Mis amigos, los que han sobrevivido, y muchos de ellos participaron activamente en la revolución de 2011, me dicen que, finalmente, ya no saben si la vida era mejor en tiempos de Gadafi. Aunque este tipo fuera un dictador-genocida, tenían estabilidad.
¿Como en Irak con Husein?
Lo mismo que con Sadam Husein. También es cierto que, si eres un familiar de los kurdos que gaseó, tu respuesta va a ser otra. Pero en el contexto global, las personas que no se han visto afectadas de esta manera, pienso que hacen esta reflexión.
En este cruce de caminos que es Libia aparece también el Estado Islámico (EI), que tuvo en Sirte una de las capitales. Además de ser unos de los mayores expertos gráficos sobre el auge y caída del EI, estuvo secuestrado por ellos. Ha vuelto a Siria, Irak y Libia y publicó el libro Fade to Black. Tras la caída del califato, los yihadistas vuelven a su forma original, las células durmientes. ¿Qué podemos esperar en el futuro del EI?
Creo que va a haber otro califato en la zona del Sahel [recientemente ha habido ataques contra las tropas francesas desplegadas en la región]. No soy un experto en esa zona, pero es lo que se siente en los países del Sahel o colindantes al Sahel en los que he estado. En Níger, recuerdo que en la frontera las personas siempre hablaban de combates entre el Gobierno y los grupos yihadistas. La sensación que hay es que están cogiendo peso y que las condiciones para un califato son más factibles en esa zona.
Es inevitable preguntar por la COVID. ¿Cómo afecta a quienes conviven con la guerra?
La pandemia me alcanzó en Siria. Para pasar del Kurdistán a Irak, me tomaron la fiebre. En cambio, cuando llegué a Barcelona no me hicieron ninguna prueba ni me preguntaron de dónde venía. Es más, en Erbil, antes de entrar a Siria, recuerdo que llegaron siete u ocho tipos para desinfectar el hotel. Estaban concienciados. La sensación es que ellos son conscientes de la COVID, pero determinados contextos superan la crisis sanitaria.

SECCIÓN DE DATOS |
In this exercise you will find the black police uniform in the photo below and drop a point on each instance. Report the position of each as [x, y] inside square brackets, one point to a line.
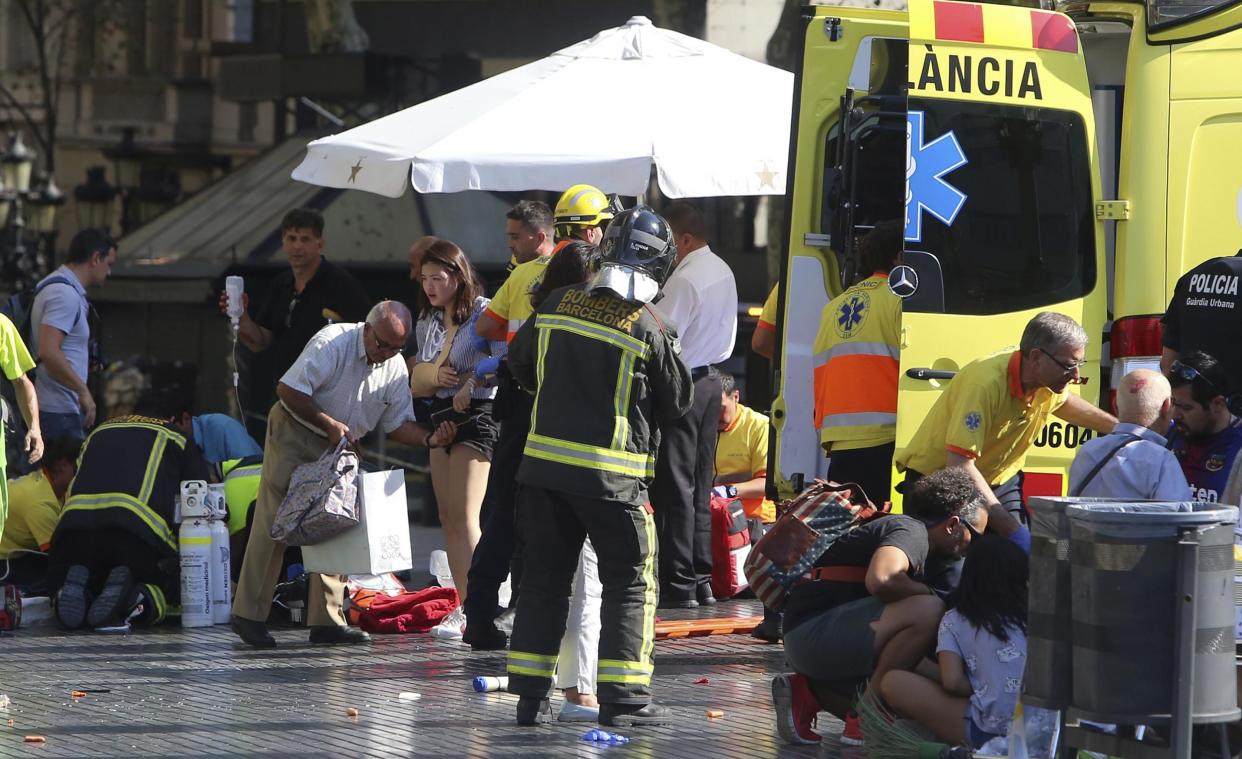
[1205, 314]
[606, 373]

TAREAS A REALIZAR |
(1) Resume en dos oraciones la entrevista sobre Libia, el Estado Islámico y la COVID.
(2) En la entrevista, ¿qué ciudad libia se menciona como una de las capitales del Estado Islámico?
(3) Prosigue la entrevista sobre Libia, el Estado Islámico y la COVID a partir de su última oración.
El material es independiente y no guarda relación con la entrevista.

RESPUESTAS |
(1) Amigos del entrevistado que participaron en la revolución de 2011 ya no saben si la vida era mejor con Gadafi, porque entonces había estabilidad, y él cree que surgirá otro califato en el Sahel. Sobre la COVID, relata que la pandemia le llegó en Siria y que allí son conscientes de ella, pero determinados contextos superan la crisis sanitaria.

(2) Sirte.

(3)
Recientemente estuve en la guerra de Nagorno-Karabaj. Había mucha gente muriendo por COVID, pero nadie, absolutamente nadie, ni los médicos ni las enfermeras, llevaba mascarilla. No es que sean inconscientes, sino que la guerra puede matar en cualquier momento y supera el factor COVID.
Está trabajando en un libro sobre la COVID con importantes fotógrafos del ámbito hispanohablante. ¿Cómo se ha adaptado al cambio de contexto?
Cambio de registro, o no, porque no deja de ser una crisis mundial. Es un proyecto de 26 fotógrafos, 13 latinoamericanos y 13 españoles. El proyecto se llama Pandemia. Miradas de una tragedia y será editado por Blume. Tiene varios patrocinadores y también micromecenazgo. Se publicará a principios de marzo y los beneficios irán destinados a las familias de fotógrafos que hayan perdido la vida cubriendo la pandemia y que se encuentran en riesgo de exclusión social. Obviamente, hablamos de periodistas freelance de Latinoamérica, de Centroamérica, porque sus familias se han quedado sin sustento.
Suele recordar la mala situación del fotoperiodismo. Asegura que las cabeceras internacionales ya no pagan lo suficiente y que financia sus viajes haciendo vídeo para la televisión. ¿Estamos ante una situación irreversible?
En mi trabajo, que se centra en crisis humanitarias y conflictos, es irreversible. El punto de inflexión fue 2011. Antes de 2011 trabajaba para medios anglosajones. Le ejemplifico el cambio: lo que a mí me pagaban por un día es lo que hoy te pagan, o ni tan siquiera eso, por una galería que puedes hacer en 10 o 15 días. No salen los números: si tienes que invertir 350, 700 o 1.200 dólares diarios para trabajar en una zona de guerra, y al final te van a pagar 1.000 o 1.200 dólares por una galería, y has estado 15 días, no salen las cuentas. En ese momento busco una opción que encuentro en la televisión, que es lo que me sirve para poder hacer este tipo de trabajo. A mí, por ejemplo, me dieron un World Press Photo por una imagen de Irak que nunca se llegó a publicar. La hice en un rato libre trabajando como cámara para una televisión francesa.